Task to carry out. Pictures are not part of the answer. Return the lines from the one containing "segment --region=balcony" through the end of the data, both included, exactly as they appear.

==*==

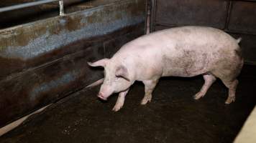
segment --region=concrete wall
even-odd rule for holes
[[[144,34],[145,1],[101,1],[0,31],[0,127],[101,78],[86,61]]]
[[[153,0],[152,31],[185,25],[223,29],[240,44],[247,63],[256,64],[256,1]]]

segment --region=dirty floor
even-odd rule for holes
[[[192,97],[201,76],[160,79],[151,103],[140,104],[143,84],[137,82],[124,107],[111,111],[116,95],[102,102],[99,87],[54,104],[4,135],[0,142],[232,142],[256,104],[256,67],[239,77],[237,100],[224,104],[227,89],[217,80],[198,101]]]

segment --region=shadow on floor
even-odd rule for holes
[[[116,95],[103,102],[99,87],[76,92],[0,138],[0,142],[232,142],[255,106],[256,67],[245,66],[237,100],[224,102],[220,80],[198,101],[192,97],[201,76],[163,78],[151,103],[140,104],[144,86],[137,82],[124,107],[111,111]]]

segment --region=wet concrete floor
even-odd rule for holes
[[[239,77],[237,100],[224,104],[227,89],[217,80],[198,101],[192,97],[201,76],[160,79],[151,103],[140,104],[144,86],[135,83],[124,107],[111,111],[96,97],[99,87],[55,103],[4,135],[0,142],[232,142],[256,104],[256,67],[246,66]]]

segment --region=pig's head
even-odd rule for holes
[[[113,93],[127,90],[132,84],[130,75],[127,67],[109,59],[103,59],[93,63],[88,62],[91,66],[103,66],[104,68],[104,82],[98,97],[104,100]]]

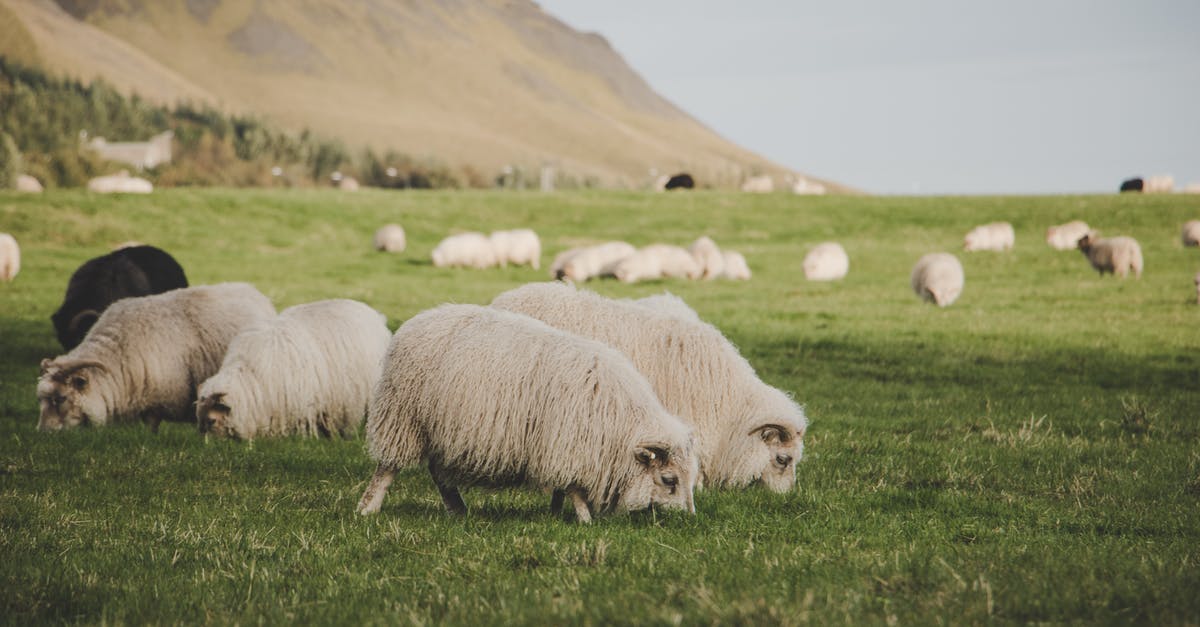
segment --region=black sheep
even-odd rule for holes
[[[83,341],[108,305],[122,298],[160,294],[179,287],[187,287],[187,276],[167,252],[154,246],[114,250],[84,262],[71,275],[62,306],[50,321],[59,344],[70,351]]]

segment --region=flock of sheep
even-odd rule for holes
[[[794,485],[808,419],[682,299],[610,299],[529,283],[488,306],[442,305],[391,334],[344,299],[276,314],[253,286],[188,286],[137,245],[84,263],[52,316],[67,353],[43,359],[38,429],[143,420],[202,434],[349,435],[366,417],[377,470],[422,465],[448,510],[460,489],[529,485],[576,518],[649,506],[695,512],[700,485]]]

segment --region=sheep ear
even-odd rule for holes
[[[666,466],[671,450],[664,444],[642,444],[634,452],[634,459],[648,468]]]

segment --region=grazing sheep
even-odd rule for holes
[[[0,281],[12,281],[20,271],[20,246],[17,238],[0,233]]]
[[[725,257],[724,276],[726,279],[733,279],[736,281],[750,280],[750,265],[746,264],[746,258],[743,257],[740,252],[725,250],[721,251],[721,257]]]
[[[701,322],[700,314],[696,314],[696,310],[688,306],[688,303],[684,303],[682,298],[672,294],[671,292],[662,292],[661,294],[648,295],[635,300],[622,299],[622,301],[634,303],[643,307],[649,307],[654,311],[668,314],[691,322]]]
[[[150,193],[154,184],[139,177],[131,177],[128,171],[120,171],[108,177],[96,177],[88,181],[88,191],[96,193]]]
[[[367,412],[391,341],[383,314],[356,300],[320,300],[242,329],[221,370],[200,384],[200,432],[330,436]]]
[[[949,252],[930,252],[912,268],[912,291],[940,307],[949,306],[962,293],[962,264]]]
[[[809,281],[838,281],[850,271],[850,256],[836,241],[817,244],[804,256],[804,277]]]
[[[1200,246],[1200,220],[1188,220],[1183,223],[1183,245]]]
[[[650,244],[625,257],[612,274],[625,283],[661,277],[700,279],[703,273],[696,257],[679,246]]]
[[[492,241],[482,233],[460,233],[442,240],[433,249],[433,265],[438,268],[491,268],[496,265]]]
[[[17,191],[26,193],[42,193],[42,184],[29,174],[17,174]]]
[[[59,344],[70,351],[114,301],[180,287],[187,287],[187,276],[166,251],[142,245],[116,249],[88,259],[71,275],[62,305],[50,322]]]
[[[762,482],[780,492],[794,485],[808,429],[804,410],[763,383],[712,324],[553,282],[511,289],[492,306],[625,353],[667,411],[696,430],[706,483]]]
[[[635,252],[637,249],[624,241],[606,241],[588,246],[563,262],[562,277],[582,283],[594,276],[610,276],[619,262]]]
[[[688,246],[688,252],[696,258],[701,276],[704,279],[716,279],[725,274],[725,257],[721,255],[721,249],[716,247],[716,243],[708,235],[692,241],[691,246]]]
[[[565,491],[581,522],[652,504],[695,512],[691,430],[600,342],[508,311],[442,305],[401,326],[383,368],[367,418],[379,466],[364,514],[416,464],[456,514],[467,510],[458,488],[470,485]]]
[[[1072,220],[1066,225],[1052,226],[1046,229],[1046,244],[1055,250],[1075,250],[1079,238],[1087,234],[1091,227],[1082,220]]]
[[[1092,268],[1104,276],[1104,273],[1124,277],[1133,270],[1141,279],[1141,246],[1138,240],[1128,237],[1099,238],[1099,233],[1090,231],[1079,238],[1079,250],[1092,262]]]
[[[528,263],[534,270],[541,268],[541,240],[538,239],[538,233],[528,228],[493,231],[488,239],[492,240],[492,250],[500,265]]]
[[[143,419],[196,419],[196,382],[216,374],[226,348],[275,307],[247,283],[220,283],[124,298],[67,354],[42,360],[37,382],[48,431]]]
[[[376,231],[376,250],[379,252],[404,252],[408,240],[404,239],[404,227],[384,225]]]
[[[972,228],[962,238],[962,250],[967,252],[979,250],[1013,250],[1013,225],[1008,222],[991,222]]]

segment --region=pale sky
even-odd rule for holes
[[[778,163],[872,193],[1200,183],[1200,0],[539,0]]]

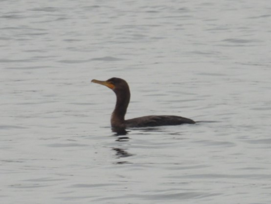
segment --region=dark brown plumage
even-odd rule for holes
[[[173,115],[149,115],[125,120],[130,98],[130,89],[127,82],[124,79],[116,77],[110,78],[106,81],[92,79],[91,82],[107,86],[116,94],[116,105],[111,116],[111,126],[113,128],[125,128],[195,123],[191,119]]]

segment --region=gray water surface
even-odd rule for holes
[[[0,2],[2,204],[271,203],[271,15],[258,1]],[[111,132],[127,119],[195,125]],[[205,122],[204,122],[205,121]]]

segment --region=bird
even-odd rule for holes
[[[92,79],[91,82],[107,86],[115,93],[116,102],[111,119],[111,127],[115,129],[196,123],[189,118],[175,115],[148,115],[125,120],[131,96],[129,86],[126,81],[114,77],[106,81]]]

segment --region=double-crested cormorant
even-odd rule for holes
[[[116,77],[110,78],[106,81],[92,79],[91,82],[107,86],[116,94],[116,105],[111,116],[111,126],[113,128],[125,128],[195,123],[191,119],[173,115],[149,115],[125,120],[124,117],[130,98],[127,82],[124,79]]]

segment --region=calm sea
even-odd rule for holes
[[[271,6],[1,0],[1,204],[271,203]],[[112,132],[127,119],[195,125]]]

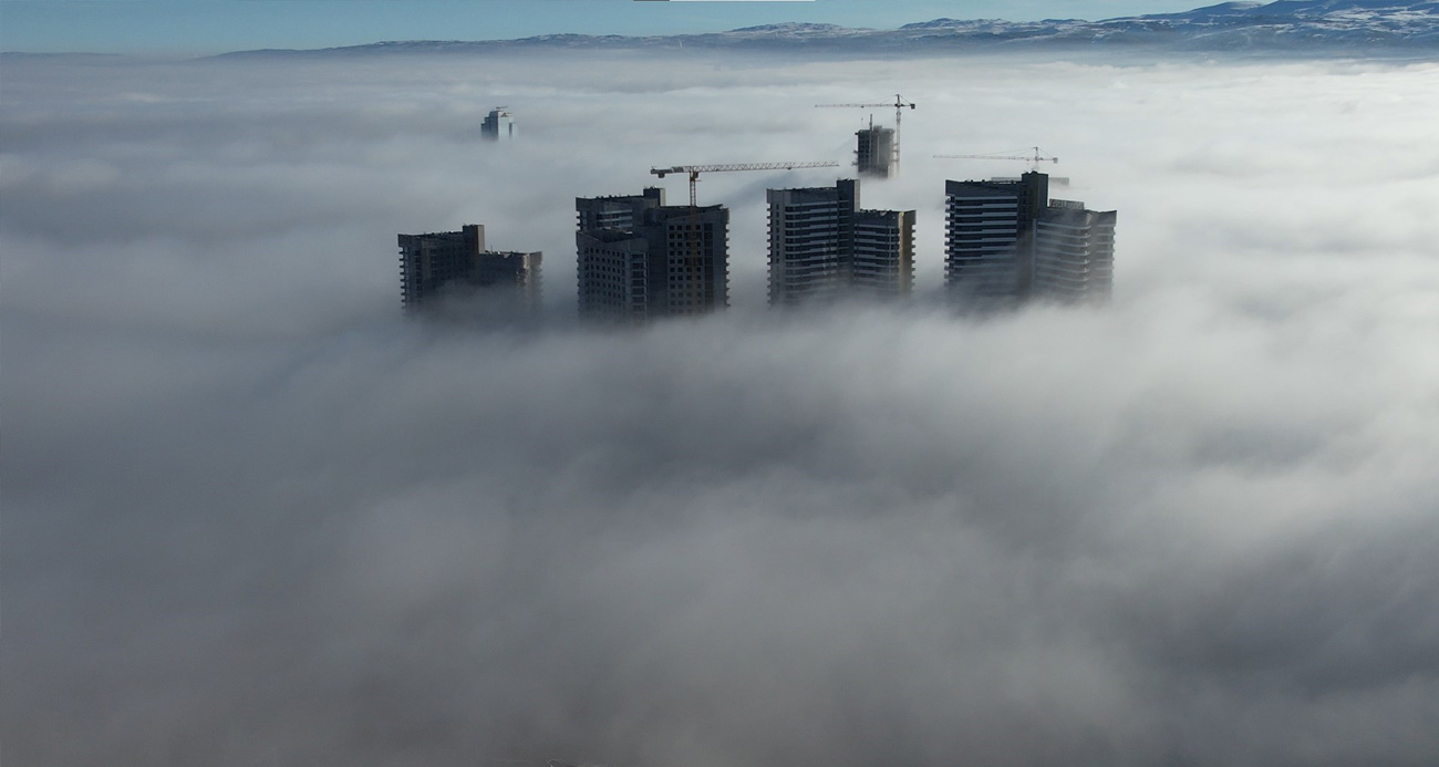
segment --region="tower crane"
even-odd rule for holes
[[[1040,163],[1058,163],[1058,157],[1046,157],[1040,153],[1039,147],[1025,147],[1026,150],[1033,150],[1033,154],[1010,154],[1010,153],[994,153],[994,154],[937,154],[935,160],[1025,160],[1029,163],[1029,170],[1038,170]],[[1020,150],[1012,150],[1020,151]]]
[[[908,106],[911,109],[915,108],[915,104],[912,101],[905,101],[904,96],[901,96],[899,94],[895,94],[895,102],[894,104],[889,104],[889,102],[881,102],[881,104],[816,104],[814,106],[816,108],[820,108],[820,106],[859,106],[859,108],[866,108],[866,109],[872,109],[872,108],[876,108],[876,106],[894,106],[895,108],[895,153],[894,153],[894,160],[895,160],[895,173],[899,171],[899,118],[904,117],[904,108],[905,106]]]
[[[833,160],[827,163],[738,163],[730,165],[673,165],[669,168],[649,168],[650,173],[663,178],[671,173],[688,173],[689,174],[689,207],[691,210],[699,207],[695,201],[695,183],[699,181],[701,173],[728,173],[737,170],[794,170],[794,168],[836,168],[839,163]]]

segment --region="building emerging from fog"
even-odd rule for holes
[[[1049,199],[1049,176],[945,181],[944,282],[974,307],[1107,299],[1115,212]]]
[[[496,106],[479,124],[479,135],[489,141],[509,141],[515,137],[515,118],[504,106]]]
[[[577,197],[580,315],[614,321],[730,305],[730,212],[666,206],[665,190]]]
[[[1035,222],[1035,272],[1030,292],[1059,301],[1109,299],[1114,286],[1114,210],[1049,200]]]
[[[770,305],[829,301],[845,292],[908,295],[914,212],[862,210],[859,181],[771,189]]]
[[[485,227],[400,235],[400,301],[406,311],[442,298],[473,298],[486,314],[534,314],[540,309],[538,252],[485,249]]]
[[[894,128],[869,128],[855,132],[858,145],[855,148],[855,165],[861,176],[888,178],[895,161],[895,131]]]

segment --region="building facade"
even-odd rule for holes
[[[1050,200],[1035,223],[1032,294],[1065,302],[1109,299],[1114,289],[1114,210],[1088,210],[1084,203]]]
[[[859,181],[771,189],[770,305],[830,301],[850,292],[907,295],[914,282],[914,212],[863,210]]]
[[[1049,176],[945,181],[944,282],[973,307],[1032,296],[1104,301],[1115,212],[1050,200]]]
[[[895,131],[894,128],[869,128],[855,132],[855,167],[861,176],[888,178],[894,173]]]
[[[489,141],[509,141],[515,137],[515,118],[504,106],[496,106],[479,124],[479,135]]]
[[[914,210],[855,213],[849,279],[859,295],[909,295],[914,289]]]
[[[485,227],[400,235],[400,302],[406,311],[433,307],[445,298],[476,298],[491,309],[540,309],[540,252],[486,250]]]
[[[666,206],[662,189],[577,197],[581,317],[643,321],[730,305],[730,212]]]

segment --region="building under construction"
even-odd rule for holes
[[[509,141],[515,137],[515,118],[504,106],[496,106],[479,124],[479,135],[489,141]]]
[[[730,210],[666,206],[665,190],[577,197],[580,315],[645,321],[730,305]]]
[[[892,128],[868,128],[855,132],[855,167],[861,176],[889,178],[895,164],[895,132]]]
[[[485,227],[400,235],[400,302],[407,312],[473,302],[486,315],[540,309],[540,252],[486,250]]]

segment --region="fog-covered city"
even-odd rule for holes
[[[1435,60],[3,66],[7,764],[1439,760]],[[766,307],[840,167],[702,177],[727,312],[576,317],[576,197],[894,94],[909,301]],[[944,181],[1025,164],[931,155],[1025,145],[1112,299],[955,311]],[[543,322],[403,315],[465,223]]]

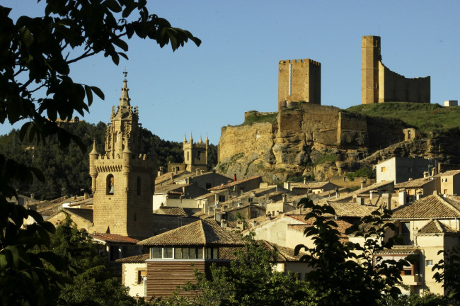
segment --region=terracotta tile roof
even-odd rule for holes
[[[255,208],[258,208],[260,210],[263,210],[263,211],[266,210],[265,208],[263,208],[262,206],[260,206],[259,205],[254,204],[254,203],[249,203],[249,204],[245,204],[243,205],[241,205],[241,207],[236,206],[236,207],[234,207],[234,208],[226,209],[226,210],[224,210],[224,212],[232,212],[232,211],[235,211],[235,210],[239,210],[245,209],[245,208],[248,208],[248,207],[253,207]]]
[[[429,219],[460,217],[460,202],[438,195],[422,198],[412,204],[397,208],[392,219]]]
[[[64,208],[62,210],[67,211],[70,215],[76,215],[83,218],[88,222],[93,222],[92,209],[88,208]]]
[[[430,221],[425,226],[418,230],[418,234],[459,233],[459,231],[442,224],[437,220]]]
[[[139,242],[139,240],[134,238],[130,238],[126,236],[122,236],[118,234],[103,234],[103,233],[96,233],[91,234],[93,239],[102,240],[105,242],[113,242],[113,243],[126,243],[126,244],[137,244]]]
[[[430,183],[435,179],[439,179],[439,178],[433,176],[427,176],[425,178],[417,178],[412,181],[408,181],[403,183],[397,183],[394,186],[395,189],[401,188],[418,188],[423,187],[424,185]]]
[[[311,189],[316,189],[316,188],[321,188],[326,186],[327,184],[330,183],[332,185],[332,183],[330,182],[306,182],[306,183],[290,183],[291,187],[292,188],[311,188]]]
[[[378,254],[401,254],[410,255],[420,253],[420,250],[417,246],[393,246],[376,252]]]
[[[442,172],[437,174],[435,176],[450,176],[460,173],[460,170],[449,170],[445,172]]]
[[[243,179],[241,179],[241,180],[231,181],[231,182],[227,183],[226,184],[219,185],[218,186],[212,187],[212,188],[209,188],[208,190],[209,190],[209,191],[216,191],[216,190],[219,190],[219,189],[226,189],[226,188],[229,188],[230,187],[233,187],[235,185],[238,185],[238,184],[240,184],[241,183],[244,183],[246,181],[256,179],[256,178],[261,178],[261,177],[262,177],[262,176],[252,176],[252,177],[250,177],[250,178],[243,178]]]
[[[241,237],[209,222],[199,220],[142,240],[139,245],[243,245]]]
[[[185,213],[185,211],[183,208],[179,207],[173,207],[173,206],[161,206],[156,210],[154,211],[154,213],[159,215],[173,215],[178,216],[186,216],[188,215]]]
[[[133,256],[125,257],[124,259],[117,259],[115,261],[122,264],[142,264],[150,257],[149,254],[142,255],[134,255]]]

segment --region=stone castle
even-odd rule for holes
[[[126,72],[125,76],[120,105],[113,108],[107,126],[105,152],[99,154],[95,142],[89,154],[94,230],[144,238],[153,234],[157,162],[142,154],[139,110],[130,105]]]
[[[168,172],[183,170],[195,172],[197,169],[206,171],[207,169],[209,149],[209,140],[207,135],[206,135],[204,142],[200,137],[198,142],[193,141],[192,134],[190,134],[190,139],[188,141],[187,141],[187,137],[184,135],[184,162],[183,163],[169,163],[168,164]]]
[[[386,68],[379,37],[362,38],[362,103],[430,103],[430,76],[407,79]],[[266,181],[276,183],[287,174],[311,174],[309,165],[330,154],[338,160],[335,174],[343,174],[360,166],[353,165],[356,161],[404,140],[409,128],[399,120],[366,118],[321,103],[321,64],[308,59],[280,61],[278,113],[245,115],[276,115],[276,120],[223,127],[219,171],[227,176],[263,174]]]
[[[430,76],[408,79],[381,62],[380,37],[362,37],[362,103],[430,102]]]
[[[309,59],[278,63],[278,111],[299,102],[321,103],[321,64]]]

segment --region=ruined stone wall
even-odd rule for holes
[[[363,36],[362,103],[430,102],[430,78],[409,79],[392,72],[381,62],[380,37]]]
[[[392,72],[379,62],[379,103],[430,102],[430,78],[409,79]]]
[[[341,112],[338,114],[337,142],[340,145],[365,147],[368,144],[365,118]]]
[[[270,155],[273,132],[273,125],[270,123],[222,127],[218,147],[219,162],[240,153],[254,152],[260,154],[260,158]]]

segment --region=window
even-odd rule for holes
[[[107,176],[106,180],[106,192],[105,194],[113,194],[114,192],[114,186],[115,186],[115,179],[113,174],[109,174]]]
[[[144,280],[144,278],[147,277],[147,271],[137,271],[137,283],[141,284],[142,283],[142,281]]]
[[[141,177],[137,176],[137,180],[136,181],[136,193],[137,196],[141,195],[141,189],[142,189],[142,184],[141,184]]]
[[[202,248],[175,248],[175,259],[202,259],[203,258]]]
[[[206,259],[219,259],[219,248],[207,247]]]

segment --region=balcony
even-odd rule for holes
[[[401,275],[403,283],[408,285],[422,285],[422,280],[420,276]]]

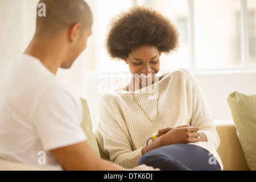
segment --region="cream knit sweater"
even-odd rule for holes
[[[138,103],[152,120],[157,118],[157,96],[154,97],[157,95],[154,94],[159,96],[159,117],[154,122],[139,107],[131,92],[118,88],[102,96],[96,130],[101,150],[110,156],[110,160],[132,168],[142,156],[147,139],[158,130],[188,125],[198,127],[208,140],[191,144],[210,151],[222,169],[216,152],[220,139],[196,80],[184,69],[163,76],[158,82],[134,92]],[[214,163],[210,155],[209,158],[209,162]]]

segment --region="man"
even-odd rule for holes
[[[85,49],[93,18],[84,0],[41,0],[35,35],[0,73],[0,157],[58,170],[126,170],[98,158],[80,127],[82,106],[55,74]],[[134,169],[151,170],[140,166]]]

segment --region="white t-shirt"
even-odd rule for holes
[[[22,55],[0,73],[0,158],[61,170],[49,151],[87,139],[82,117],[79,98],[38,59]]]

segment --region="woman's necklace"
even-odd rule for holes
[[[128,91],[130,91],[129,84],[128,84],[128,85],[127,85],[127,87],[128,88]],[[147,114],[147,113],[146,113],[146,111],[144,110],[144,109],[142,109],[142,106],[141,106],[141,105],[140,105],[139,104],[139,103],[138,102],[138,101],[137,101],[137,99],[136,99],[136,98],[135,97],[135,96],[134,96],[134,92],[133,91],[133,92],[132,92],[132,93],[133,93],[133,98],[134,98],[134,101],[135,101],[135,102],[137,104],[137,105],[139,106],[139,107],[141,109],[141,110],[142,110],[142,111],[144,112],[144,113],[145,115],[147,116],[147,117],[148,118],[148,119],[149,120],[150,120],[151,121],[152,121],[152,122],[156,122],[156,121],[158,121],[158,118],[159,118],[159,112],[158,111],[158,99],[159,98],[159,96],[158,96],[158,100],[157,100],[157,101],[156,101],[156,110],[157,110],[157,111],[158,111],[158,117],[157,117],[157,118],[156,118],[156,120],[154,121],[154,120],[152,120],[150,118],[150,117],[149,117],[148,115]]]

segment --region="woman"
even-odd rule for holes
[[[196,81],[184,69],[157,76],[161,53],[175,50],[178,37],[168,18],[142,6],[110,24],[108,52],[132,74],[127,86],[100,101],[96,138],[112,161],[128,168],[144,163],[161,170],[222,169],[216,151],[220,139]]]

==*==

Response for this exercise.
segment --region=balcony
even-odd rule for holes
[[[401,275],[403,283],[408,285],[422,285],[422,280],[420,276]]]

segment --region="cream knit sweater"
even-odd rule for holes
[[[138,103],[152,120],[157,118],[157,96],[154,97],[157,95],[154,94],[159,96],[159,117],[154,122],[139,107],[131,92],[118,88],[102,96],[96,130],[101,150],[110,156],[110,160],[132,168],[142,156],[147,139],[158,130],[188,125],[198,127],[208,140],[191,144],[210,151],[222,169],[216,152],[220,139],[196,80],[184,69],[163,76],[158,82],[134,92]],[[214,163],[210,155],[209,158],[209,162]]]

segment --region="man"
even-odd rule for holes
[[[85,49],[93,18],[84,0],[41,0],[35,35],[0,73],[0,157],[58,170],[126,170],[98,158],[80,127],[82,106],[55,74]],[[134,169],[151,170],[140,166]]]

segment --region="white t-shirt"
even-odd rule for holes
[[[22,55],[0,73],[0,158],[61,170],[49,151],[87,139],[82,117],[79,98],[38,59]]]

segment --region="woman's necklace"
even-odd rule for holes
[[[128,91],[130,91],[129,84],[128,84],[128,85],[127,85],[127,87],[128,88]],[[147,114],[147,113],[146,113],[146,111],[144,110],[144,109],[142,109],[142,106],[141,106],[141,105],[140,105],[139,104],[139,103],[138,102],[138,101],[137,101],[137,99],[136,99],[136,98],[135,97],[135,96],[134,96],[134,92],[133,91],[133,92],[132,92],[132,93],[133,93],[133,98],[134,98],[134,101],[135,101],[135,102],[137,104],[137,105],[139,106],[139,107],[141,109],[141,110],[142,110],[142,111],[144,112],[144,113],[145,115],[147,116],[147,117],[148,118],[148,119],[149,120],[150,120],[151,121],[152,121],[152,122],[156,122],[156,121],[158,121],[158,118],[159,118],[159,112],[158,111],[158,99],[159,98],[159,96],[158,96],[158,100],[157,100],[157,101],[156,101],[156,110],[157,110],[157,111],[158,111],[158,117],[157,117],[157,118],[156,118],[156,120],[154,121],[154,120],[152,120],[150,118],[150,117],[149,117],[148,115]]]

segment --region="woman"
even-odd rule for holes
[[[196,81],[184,69],[157,76],[161,53],[175,50],[178,37],[168,18],[142,6],[110,24],[108,52],[132,74],[127,86],[100,101],[96,138],[112,161],[128,168],[144,163],[161,170],[222,169],[216,151],[220,139]]]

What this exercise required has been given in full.